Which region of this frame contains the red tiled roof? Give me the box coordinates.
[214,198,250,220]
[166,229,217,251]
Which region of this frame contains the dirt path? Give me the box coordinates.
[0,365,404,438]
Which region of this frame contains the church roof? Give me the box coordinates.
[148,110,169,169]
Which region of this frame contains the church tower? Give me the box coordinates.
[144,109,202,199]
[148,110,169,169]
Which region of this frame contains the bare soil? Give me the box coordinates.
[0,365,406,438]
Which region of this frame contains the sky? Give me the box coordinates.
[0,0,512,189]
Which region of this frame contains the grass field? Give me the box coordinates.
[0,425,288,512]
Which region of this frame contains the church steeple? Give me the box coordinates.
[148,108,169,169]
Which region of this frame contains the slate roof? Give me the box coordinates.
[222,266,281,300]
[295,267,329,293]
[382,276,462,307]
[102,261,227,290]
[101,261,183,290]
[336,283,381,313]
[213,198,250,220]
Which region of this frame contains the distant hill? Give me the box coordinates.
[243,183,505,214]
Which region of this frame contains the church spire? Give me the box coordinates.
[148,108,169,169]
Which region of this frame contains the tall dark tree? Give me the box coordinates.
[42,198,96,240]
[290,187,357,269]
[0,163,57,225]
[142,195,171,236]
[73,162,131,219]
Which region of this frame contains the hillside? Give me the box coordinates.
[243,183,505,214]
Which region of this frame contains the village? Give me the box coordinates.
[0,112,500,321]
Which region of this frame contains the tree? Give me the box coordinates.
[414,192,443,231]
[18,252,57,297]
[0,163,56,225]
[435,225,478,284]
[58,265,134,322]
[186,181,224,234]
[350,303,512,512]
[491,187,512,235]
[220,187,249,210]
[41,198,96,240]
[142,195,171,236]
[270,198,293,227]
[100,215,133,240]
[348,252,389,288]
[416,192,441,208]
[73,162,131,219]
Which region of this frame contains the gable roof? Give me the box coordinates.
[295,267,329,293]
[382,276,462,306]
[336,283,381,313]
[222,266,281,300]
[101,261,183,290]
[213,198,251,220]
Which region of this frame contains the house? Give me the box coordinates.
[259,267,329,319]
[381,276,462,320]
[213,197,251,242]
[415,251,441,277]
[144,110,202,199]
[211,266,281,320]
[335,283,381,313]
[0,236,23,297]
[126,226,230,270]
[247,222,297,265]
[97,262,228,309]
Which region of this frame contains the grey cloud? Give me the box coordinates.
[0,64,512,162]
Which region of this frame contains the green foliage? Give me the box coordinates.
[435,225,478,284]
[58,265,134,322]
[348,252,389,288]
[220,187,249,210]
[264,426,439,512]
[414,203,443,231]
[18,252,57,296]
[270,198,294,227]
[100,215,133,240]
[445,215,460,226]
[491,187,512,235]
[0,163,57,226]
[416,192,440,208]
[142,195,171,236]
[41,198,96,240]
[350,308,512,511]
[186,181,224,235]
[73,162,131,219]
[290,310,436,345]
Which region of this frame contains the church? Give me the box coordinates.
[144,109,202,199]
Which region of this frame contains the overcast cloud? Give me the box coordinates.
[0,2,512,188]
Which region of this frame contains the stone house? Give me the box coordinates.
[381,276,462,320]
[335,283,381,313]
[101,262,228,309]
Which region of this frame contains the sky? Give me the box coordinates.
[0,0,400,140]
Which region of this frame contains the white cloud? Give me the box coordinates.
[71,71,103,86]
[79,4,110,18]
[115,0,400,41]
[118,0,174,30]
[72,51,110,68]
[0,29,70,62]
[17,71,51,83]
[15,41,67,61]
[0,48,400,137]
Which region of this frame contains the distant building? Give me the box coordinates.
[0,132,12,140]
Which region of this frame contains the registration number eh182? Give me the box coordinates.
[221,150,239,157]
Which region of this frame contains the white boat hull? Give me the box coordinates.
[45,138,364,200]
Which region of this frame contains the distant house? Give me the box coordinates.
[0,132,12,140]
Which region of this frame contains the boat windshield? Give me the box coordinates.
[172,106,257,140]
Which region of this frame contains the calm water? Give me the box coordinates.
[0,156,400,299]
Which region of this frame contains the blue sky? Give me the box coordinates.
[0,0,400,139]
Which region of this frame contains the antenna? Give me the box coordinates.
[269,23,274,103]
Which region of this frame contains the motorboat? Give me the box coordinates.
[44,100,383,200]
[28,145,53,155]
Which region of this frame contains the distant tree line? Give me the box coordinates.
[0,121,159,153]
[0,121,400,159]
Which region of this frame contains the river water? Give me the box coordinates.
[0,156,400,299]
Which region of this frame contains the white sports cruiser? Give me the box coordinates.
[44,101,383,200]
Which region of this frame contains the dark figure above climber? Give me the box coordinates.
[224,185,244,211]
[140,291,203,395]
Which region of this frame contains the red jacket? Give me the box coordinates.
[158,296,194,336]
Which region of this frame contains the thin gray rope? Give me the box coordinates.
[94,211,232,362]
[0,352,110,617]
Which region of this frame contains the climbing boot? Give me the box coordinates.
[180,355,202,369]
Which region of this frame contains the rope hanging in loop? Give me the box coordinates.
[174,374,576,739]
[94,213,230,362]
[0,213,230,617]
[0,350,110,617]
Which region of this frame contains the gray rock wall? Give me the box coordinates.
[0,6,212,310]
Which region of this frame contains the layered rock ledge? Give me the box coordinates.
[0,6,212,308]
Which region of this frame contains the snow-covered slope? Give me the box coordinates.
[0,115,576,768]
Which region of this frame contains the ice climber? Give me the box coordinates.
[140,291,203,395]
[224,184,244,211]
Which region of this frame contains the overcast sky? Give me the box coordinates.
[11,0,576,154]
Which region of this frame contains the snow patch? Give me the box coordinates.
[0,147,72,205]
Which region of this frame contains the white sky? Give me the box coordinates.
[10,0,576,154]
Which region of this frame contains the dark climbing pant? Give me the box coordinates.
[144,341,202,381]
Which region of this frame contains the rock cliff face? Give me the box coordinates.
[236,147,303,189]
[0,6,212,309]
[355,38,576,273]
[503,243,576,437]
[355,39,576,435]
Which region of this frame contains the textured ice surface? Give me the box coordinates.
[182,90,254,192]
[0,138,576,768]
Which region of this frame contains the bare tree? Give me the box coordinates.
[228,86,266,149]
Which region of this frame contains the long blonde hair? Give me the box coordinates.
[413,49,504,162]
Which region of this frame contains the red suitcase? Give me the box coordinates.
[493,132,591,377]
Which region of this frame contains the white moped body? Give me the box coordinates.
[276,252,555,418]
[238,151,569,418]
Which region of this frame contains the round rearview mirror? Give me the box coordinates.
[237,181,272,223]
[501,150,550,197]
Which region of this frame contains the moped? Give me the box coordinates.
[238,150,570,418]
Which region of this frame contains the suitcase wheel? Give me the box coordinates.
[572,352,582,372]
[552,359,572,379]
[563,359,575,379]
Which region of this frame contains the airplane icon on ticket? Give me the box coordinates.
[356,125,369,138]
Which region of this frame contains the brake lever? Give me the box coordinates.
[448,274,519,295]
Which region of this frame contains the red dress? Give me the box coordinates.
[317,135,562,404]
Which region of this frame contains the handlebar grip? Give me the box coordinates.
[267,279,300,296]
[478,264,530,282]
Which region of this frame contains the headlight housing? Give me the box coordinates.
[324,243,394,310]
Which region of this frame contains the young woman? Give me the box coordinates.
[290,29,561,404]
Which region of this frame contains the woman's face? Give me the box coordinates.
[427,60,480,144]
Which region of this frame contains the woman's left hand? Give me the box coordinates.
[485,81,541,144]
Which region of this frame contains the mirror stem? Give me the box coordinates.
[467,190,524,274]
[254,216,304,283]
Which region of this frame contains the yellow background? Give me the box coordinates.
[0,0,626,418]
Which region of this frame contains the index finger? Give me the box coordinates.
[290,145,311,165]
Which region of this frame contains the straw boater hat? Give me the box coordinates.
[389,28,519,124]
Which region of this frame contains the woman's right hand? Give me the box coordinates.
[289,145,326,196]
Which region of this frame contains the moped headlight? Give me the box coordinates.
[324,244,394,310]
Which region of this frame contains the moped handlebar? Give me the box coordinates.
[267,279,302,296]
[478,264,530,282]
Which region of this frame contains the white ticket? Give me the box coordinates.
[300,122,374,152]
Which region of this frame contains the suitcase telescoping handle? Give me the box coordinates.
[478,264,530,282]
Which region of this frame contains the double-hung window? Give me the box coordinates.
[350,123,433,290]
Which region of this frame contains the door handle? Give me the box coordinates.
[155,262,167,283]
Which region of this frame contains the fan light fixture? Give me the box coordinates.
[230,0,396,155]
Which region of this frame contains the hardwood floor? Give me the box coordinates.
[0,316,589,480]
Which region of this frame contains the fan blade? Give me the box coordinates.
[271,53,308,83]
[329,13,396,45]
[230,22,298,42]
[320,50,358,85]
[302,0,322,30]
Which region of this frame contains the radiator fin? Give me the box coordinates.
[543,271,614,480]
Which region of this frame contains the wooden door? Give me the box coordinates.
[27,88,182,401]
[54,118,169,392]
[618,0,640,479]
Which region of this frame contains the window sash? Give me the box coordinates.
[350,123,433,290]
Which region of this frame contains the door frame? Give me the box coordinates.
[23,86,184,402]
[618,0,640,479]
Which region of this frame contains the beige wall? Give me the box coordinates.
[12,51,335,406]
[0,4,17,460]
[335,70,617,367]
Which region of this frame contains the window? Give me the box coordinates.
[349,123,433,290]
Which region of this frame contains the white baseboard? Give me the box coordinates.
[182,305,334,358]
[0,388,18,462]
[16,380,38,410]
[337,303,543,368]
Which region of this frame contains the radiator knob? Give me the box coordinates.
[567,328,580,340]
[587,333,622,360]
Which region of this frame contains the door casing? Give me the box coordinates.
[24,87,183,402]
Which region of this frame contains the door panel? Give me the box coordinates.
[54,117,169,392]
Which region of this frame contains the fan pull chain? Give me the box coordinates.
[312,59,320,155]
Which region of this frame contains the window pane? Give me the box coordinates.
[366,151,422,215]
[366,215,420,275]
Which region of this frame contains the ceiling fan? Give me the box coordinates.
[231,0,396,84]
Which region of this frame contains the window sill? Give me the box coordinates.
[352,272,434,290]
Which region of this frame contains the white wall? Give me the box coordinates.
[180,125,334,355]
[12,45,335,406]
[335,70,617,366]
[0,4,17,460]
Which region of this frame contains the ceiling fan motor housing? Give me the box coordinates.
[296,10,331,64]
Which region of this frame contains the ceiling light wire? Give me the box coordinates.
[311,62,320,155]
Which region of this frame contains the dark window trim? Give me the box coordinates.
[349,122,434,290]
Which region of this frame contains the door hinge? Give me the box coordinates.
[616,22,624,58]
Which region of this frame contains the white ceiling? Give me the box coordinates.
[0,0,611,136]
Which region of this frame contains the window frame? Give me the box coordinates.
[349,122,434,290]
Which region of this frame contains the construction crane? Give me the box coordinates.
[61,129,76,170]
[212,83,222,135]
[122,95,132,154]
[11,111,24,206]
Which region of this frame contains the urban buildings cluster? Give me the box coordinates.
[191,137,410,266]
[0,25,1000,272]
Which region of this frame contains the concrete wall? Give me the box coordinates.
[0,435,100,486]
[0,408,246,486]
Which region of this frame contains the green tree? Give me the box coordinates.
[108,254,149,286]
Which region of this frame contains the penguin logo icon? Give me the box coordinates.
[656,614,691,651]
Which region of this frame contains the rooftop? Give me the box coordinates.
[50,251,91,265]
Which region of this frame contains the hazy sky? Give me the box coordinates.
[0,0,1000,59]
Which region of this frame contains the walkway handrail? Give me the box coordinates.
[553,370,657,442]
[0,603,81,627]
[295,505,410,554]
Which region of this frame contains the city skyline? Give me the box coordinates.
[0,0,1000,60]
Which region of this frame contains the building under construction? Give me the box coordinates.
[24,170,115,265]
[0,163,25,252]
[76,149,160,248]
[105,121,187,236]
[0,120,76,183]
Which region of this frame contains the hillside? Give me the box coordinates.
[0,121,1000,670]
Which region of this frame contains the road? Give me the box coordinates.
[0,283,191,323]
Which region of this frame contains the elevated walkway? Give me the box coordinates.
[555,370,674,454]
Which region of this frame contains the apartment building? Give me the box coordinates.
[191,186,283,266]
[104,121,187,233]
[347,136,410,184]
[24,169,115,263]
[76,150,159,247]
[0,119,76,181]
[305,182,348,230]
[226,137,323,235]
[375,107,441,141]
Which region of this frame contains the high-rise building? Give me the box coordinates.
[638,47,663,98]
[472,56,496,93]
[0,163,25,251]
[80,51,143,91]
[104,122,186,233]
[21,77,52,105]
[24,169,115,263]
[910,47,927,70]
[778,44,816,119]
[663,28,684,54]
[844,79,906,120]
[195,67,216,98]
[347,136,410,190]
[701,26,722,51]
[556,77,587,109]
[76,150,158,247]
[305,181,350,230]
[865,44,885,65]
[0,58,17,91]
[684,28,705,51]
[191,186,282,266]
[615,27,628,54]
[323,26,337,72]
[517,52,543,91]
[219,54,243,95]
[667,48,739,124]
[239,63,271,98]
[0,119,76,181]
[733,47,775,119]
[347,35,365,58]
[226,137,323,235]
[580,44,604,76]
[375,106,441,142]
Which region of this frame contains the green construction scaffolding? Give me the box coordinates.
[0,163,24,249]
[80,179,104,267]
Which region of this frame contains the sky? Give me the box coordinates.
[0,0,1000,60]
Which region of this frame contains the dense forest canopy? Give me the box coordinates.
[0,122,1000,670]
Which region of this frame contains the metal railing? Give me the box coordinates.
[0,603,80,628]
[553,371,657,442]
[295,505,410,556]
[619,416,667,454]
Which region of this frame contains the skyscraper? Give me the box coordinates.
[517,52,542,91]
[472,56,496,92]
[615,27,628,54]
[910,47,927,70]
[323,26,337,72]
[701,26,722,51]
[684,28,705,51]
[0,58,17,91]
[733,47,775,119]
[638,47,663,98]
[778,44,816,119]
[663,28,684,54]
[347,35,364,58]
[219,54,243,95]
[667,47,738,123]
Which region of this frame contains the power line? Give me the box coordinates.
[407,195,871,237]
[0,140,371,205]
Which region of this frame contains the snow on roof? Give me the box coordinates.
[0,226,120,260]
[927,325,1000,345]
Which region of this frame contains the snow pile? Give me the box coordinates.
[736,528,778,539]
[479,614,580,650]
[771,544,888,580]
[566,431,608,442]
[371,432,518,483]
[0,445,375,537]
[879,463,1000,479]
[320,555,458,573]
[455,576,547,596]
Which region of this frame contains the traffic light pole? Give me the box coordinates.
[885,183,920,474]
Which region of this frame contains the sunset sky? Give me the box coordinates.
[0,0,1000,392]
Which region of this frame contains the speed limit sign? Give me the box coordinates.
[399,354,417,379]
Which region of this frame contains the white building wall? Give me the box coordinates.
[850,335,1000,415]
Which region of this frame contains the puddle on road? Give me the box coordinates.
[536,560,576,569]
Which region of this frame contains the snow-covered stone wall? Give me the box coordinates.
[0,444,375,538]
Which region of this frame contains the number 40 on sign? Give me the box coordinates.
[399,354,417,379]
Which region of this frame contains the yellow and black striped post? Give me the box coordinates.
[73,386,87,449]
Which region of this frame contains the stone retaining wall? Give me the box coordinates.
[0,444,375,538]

----------

### Directive
Rewrite the stretch of the listing from its start through the line containing "[213,198,251,220]", changing every "church" to "chapel" and leaving everything else untouched.

### Answer to the task
Which region of this frame contains the red tiled roof? Give me the box coordinates.
[214,198,250,220]
[166,229,217,251]
Which region of this frame contains the dirt path? Give me the box coordinates.
[0,365,404,438]
Which region of this frame contains the chapel roof? Give me the box coordinates.
[148,110,169,169]
Which region of this frame contains the chapel tower? Give me the box coordinates.
[144,109,202,199]
[148,110,169,169]
Which region of this frame contains the bare soil? Give me the box coordinates.
[0,365,406,438]
Which region of this frame contains the sky? Give me the box coordinates.
[0,0,512,189]
Which region of this frame contains the grass field? Give me the box coordinates.
[0,425,288,512]
Which region of this frame contains the chapel steeple? Give me the box coordinates.
[148,108,169,169]
Which region of this frame contains the slate roof? Give me the box coordinates.
[222,266,281,300]
[295,267,329,293]
[382,276,462,307]
[102,261,227,290]
[101,261,183,290]
[336,283,381,313]
[213,198,250,220]
Which region of this frame contains the distant hill? Give me the box coordinates.
[243,183,505,214]
Which region of this frame contains the chapel spire? Give me the box coordinates.
[148,108,169,169]
Which region of this frame contains the tall dark tree? Give me the box coordinates.
[42,198,96,240]
[290,187,357,269]
[0,163,57,225]
[142,195,171,236]
[73,162,131,219]
Which region of this frame contains the hillside? Give me the box coordinates.
[243,183,505,214]
Which region of this frame contains the village? Give me the box coordinates.
[0,112,500,321]
Which region of this frame contains the tree? Give me the box coordinates.
[414,192,443,231]
[18,252,57,297]
[0,163,56,225]
[435,225,478,284]
[58,265,134,322]
[186,181,224,234]
[350,303,512,512]
[491,187,512,235]
[220,187,249,210]
[41,198,96,240]
[142,195,171,236]
[270,198,293,227]
[100,215,133,240]
[348,252,389,288]
[416,192,441,208]
[73,162,131,219]
Which region of this frame contains the gable roof? Give me the box coordinates.
[295,267,329,293]
[382,276,462,306]
[336,283,381,313]
[222,266,281,300]
[101,261,183,290]
[213,198,251,220]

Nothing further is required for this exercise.